--- Provided passage ---
###
The show had two separate West End runs. Edwards’s and Sykes’s genius for ad-libbing allowed them to indulge all kinds of spontaneous humour as Sykes found himself suspected of lechery and Edwards bore down upon him as the magistrate. Those who saw Big Bad Mouse more than once were liable to see two different shows.
The Daily Telegraph’s Eric Shorter asked. “When was an evening constructed with such a deliberate yet delightful determination to veer away from the original without losing its theatrical impulse? And when was there a display of such farcical timing that our applause for it stops the show again and again?”
But around 1979 Sykes’s television career began to run into the sands. In that year his show with Hattie Sykes ended (she died in 1980), and it was 10 years before he was given another television series, and then not by the BBC (towards which he had come to feel some bitterness) but by Television South West.
This was The Nineteenth Hole, written by Johnny Speight, in which Sykes, a keen golfer in real life, played a male chauvinist secretary at a smart golf club. The series was soon dropped as racist, sexist and unfunny, rather giving the lie to Sykes’s habitual claim that he represented good, clean British humour.
From the 1970s Sykes had increasing trouble with deafness and his balance. He had lost most of the hearing in his right ear after a mastoid operation in 1952 (his future wife, a Canadian, was one of the nurses), and in 1963 he underwent further surgery to save the hearing of his left ear. Later in his career he wore spectacles as a concealed hearing aid.
###
--- Given information ---
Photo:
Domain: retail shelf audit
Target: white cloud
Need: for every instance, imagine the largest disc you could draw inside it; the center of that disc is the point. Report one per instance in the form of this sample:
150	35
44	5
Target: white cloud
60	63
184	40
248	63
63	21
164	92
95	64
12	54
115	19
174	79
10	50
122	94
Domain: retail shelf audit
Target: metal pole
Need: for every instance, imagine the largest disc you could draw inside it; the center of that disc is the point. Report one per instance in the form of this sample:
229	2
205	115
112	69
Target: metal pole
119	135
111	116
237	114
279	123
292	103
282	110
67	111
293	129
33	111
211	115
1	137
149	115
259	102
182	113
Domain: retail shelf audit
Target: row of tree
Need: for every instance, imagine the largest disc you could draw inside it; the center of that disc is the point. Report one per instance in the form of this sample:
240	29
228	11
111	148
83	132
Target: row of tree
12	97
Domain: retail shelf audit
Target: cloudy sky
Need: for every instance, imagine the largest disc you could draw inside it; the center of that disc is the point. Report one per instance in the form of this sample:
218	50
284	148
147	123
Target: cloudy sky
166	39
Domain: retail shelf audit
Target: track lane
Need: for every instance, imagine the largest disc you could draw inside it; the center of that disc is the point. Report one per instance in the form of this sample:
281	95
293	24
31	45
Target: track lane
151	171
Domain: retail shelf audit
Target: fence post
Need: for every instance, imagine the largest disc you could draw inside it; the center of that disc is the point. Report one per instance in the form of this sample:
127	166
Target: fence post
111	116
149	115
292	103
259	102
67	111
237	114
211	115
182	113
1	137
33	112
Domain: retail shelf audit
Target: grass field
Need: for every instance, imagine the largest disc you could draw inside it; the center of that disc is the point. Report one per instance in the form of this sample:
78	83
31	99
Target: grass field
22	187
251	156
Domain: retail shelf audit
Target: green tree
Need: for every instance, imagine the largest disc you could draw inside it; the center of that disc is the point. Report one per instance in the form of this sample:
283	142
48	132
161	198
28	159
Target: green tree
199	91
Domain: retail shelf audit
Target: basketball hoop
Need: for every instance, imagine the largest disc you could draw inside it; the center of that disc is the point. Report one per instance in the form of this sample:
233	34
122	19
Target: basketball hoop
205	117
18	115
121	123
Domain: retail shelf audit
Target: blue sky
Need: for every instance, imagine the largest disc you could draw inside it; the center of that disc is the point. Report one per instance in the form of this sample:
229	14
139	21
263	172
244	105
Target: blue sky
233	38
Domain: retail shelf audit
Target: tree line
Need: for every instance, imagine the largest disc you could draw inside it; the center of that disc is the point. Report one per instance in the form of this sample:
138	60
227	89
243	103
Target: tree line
###
--- Complete the following ---
1. In the passage, who wrote The Nineteenth Hole?
2. Quote the passage word for word between "This was The" and "clean British humour.", inclusive.

--- Solution set ---
1. Johnny Speight wrote The Nineteenth Hole.

2.
This was The Nineteenth Hole, written by Johnny Speight, in which Sykes, a keen golfer in real life, played a male chauvinist secretary at a smart golf club. The series was soon dropped as racist, sexist and unfunny, rather giving the lie to Sykes’s habitual claim that he represented good, clean British humour.